Classic 60s Sci-Fi Horror Responsible For Genre-Breaking Zombie Franchise


By Jonathan Klotz
| Published

Long before M. Night Shyamalan turned plants into killers in The Happening, and a few years before George Romero turned horror on its head with Night of the Living Dead, a British sci-fi horror classic introduced the world to the Triffids. Adapting the hit book of the same name, The Day of the Triffids, maybe about aliens instead of zombies, but it had a lasting impression on zombie horror for 60 years. In particular, 28 Days Later and The Walking Dead were heavily influenced by the 1963 film. 

Humans Are The Real Monster

Day of the Triffids

The Day of the Triffids starts out with a strange meteor shower that blinds everyone who sees it, sparing Bill, a Naval officer who was recovering in a hospital when it occurred. The sequence of Bill wandering out of the hospital onto the empty streets of the city is one of those scenes that you likely never realized was an homage. Danny Boyle made sure to shoot Cillian Murphy in the exact same way when making 28 Days Later, but that’s not the only scene that the two films have in common. 

“Humans are the real monster” has become the expected message in most horror movies, and 28 Days Later gets this across with the third act, the arrival of the soldiers set up in an abandoned home. It’s similar to the same sequence in the 1951 novel, The Day of the Triffids, right down to using the zombies/triffids as a weapon. The film made significant changes from the novel down to changing the ending to something more hopeful, but between the two, you can see the DNA of 28 Days Later.

While the film version of The Day of the Triffids has little in common with the novel, neither makes it clear exactly where the Triffids came from. There’s an implication in the novel that they are the result of Soviet experimentation, but then the film includes spores spread by the mysterious meteor shower, making it seem as if they are an invading alien species. What both versions do include is a young girl, Susan, whom Bill befriends and defends as they wander the countryside seeking a safe haven.

_Information shown_
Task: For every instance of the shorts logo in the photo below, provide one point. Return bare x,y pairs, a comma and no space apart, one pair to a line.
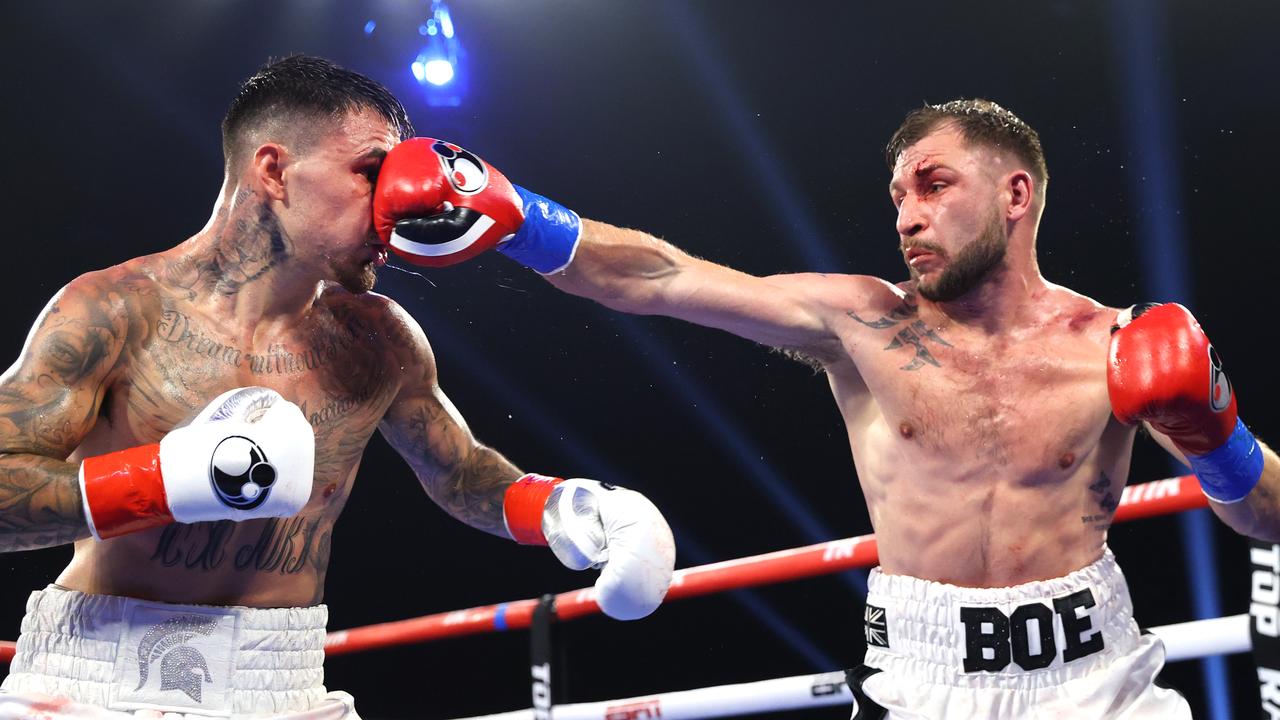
241,474
466,173
182,668
995,639
1220,387
876,627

_To do_
**a)** In the article on The Day of the Triffids, what was Bill doing when the meteor shower occurred?
**b)** Continue the article on The Day of the Triffids from the point where it stops.
The records are separate material and have no connection to the article on The Day of the Triffids.

_Exercise results_
**a)** He was recovering in a hospital.

**b)**
60 Years Later

Burning Triffids in Day of the Triffids

The Day of the Triffids isn’t a traditional zombie movie, but yet it helped establish the template that the genre would follow. The 1963 film currently enjoys a 78 percent fresh critic rating on Rotten Tomatoes, compared to a lackluster 51 percent audience rating, but that’s with over 5,000 audience reviews of a 61-year-old movie, and it’s still a better rating than most of the sci-fi films released in 2024. Later adaptations would be more faithful to the original novel, including the 2009 mini-series with Jason Priestly, Brian Cox, Vanessa Redgrave, and Eddie Izzard, but none have had the long-lasting yet underrated impact of the original. 

George Romero’s Night of the Living Dead, the most influential zombie film of all time, debuted five years after The Day of the Triffids, but together, the two films helped launch a horror sub-genre that’s still popular today. In the last 20 years, zombie movies that deconstruct the genre and turn tropes sideways have risen in popularity, from Shaun of the Dead to The Dead Don’t Die, with mixed results. But through it all, the 1963 British sci-fi horror film has quietly been influencing countless films and novels.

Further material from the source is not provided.